> DATA PROVIDED:
----

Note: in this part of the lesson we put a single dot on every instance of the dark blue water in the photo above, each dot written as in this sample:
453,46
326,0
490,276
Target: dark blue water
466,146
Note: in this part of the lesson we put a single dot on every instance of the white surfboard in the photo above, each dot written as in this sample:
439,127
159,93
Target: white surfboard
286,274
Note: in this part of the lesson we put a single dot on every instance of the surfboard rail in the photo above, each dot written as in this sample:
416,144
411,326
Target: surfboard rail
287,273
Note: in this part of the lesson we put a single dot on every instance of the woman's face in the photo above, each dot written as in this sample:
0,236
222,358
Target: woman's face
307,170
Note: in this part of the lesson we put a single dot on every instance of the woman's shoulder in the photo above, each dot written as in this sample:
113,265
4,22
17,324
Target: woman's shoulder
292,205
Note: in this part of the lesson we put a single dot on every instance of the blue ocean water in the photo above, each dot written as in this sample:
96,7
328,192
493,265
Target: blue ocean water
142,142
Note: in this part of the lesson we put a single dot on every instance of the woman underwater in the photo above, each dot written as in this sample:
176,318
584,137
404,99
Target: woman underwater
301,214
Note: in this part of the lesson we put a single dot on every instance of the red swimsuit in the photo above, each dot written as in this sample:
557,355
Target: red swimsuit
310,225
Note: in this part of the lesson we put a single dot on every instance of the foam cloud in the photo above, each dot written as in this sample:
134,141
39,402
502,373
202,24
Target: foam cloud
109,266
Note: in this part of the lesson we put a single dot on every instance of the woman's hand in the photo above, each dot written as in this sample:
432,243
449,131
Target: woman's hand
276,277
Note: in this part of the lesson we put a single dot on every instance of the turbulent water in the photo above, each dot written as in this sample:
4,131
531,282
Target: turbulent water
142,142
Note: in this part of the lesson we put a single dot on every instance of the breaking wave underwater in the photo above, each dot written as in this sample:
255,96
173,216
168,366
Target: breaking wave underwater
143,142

----

Copy out every line of the listing, requests included, starting with the line that contains "the woman's hand" and going on through the end of the listing. Multiply each answer point coordinate by 0.9 and round it to a whole number, with halves rounded up, and leave the numbers in the requests and their format samples unchanged.

> TASK OUTPUT:
Note: in this part of the lesson we put a single dot on every instance of the woman's hand in the photo above, each dot written as in this sample:
432,243
449,131
Target: woman's hand
248,249
Note: in this part of the lesson we put a single dot on every instance of the turbulent water in the photo above, each dot written as in this sample:
4,131
531,282
Target: turbulent water
128,128
Note: in this part of the lesson we put a single dot on every instance of the breaking wave underwater in the photo above, each dot written as in this sample:
255,96
173,216
168,366
Target: breaking wave underwater
129,128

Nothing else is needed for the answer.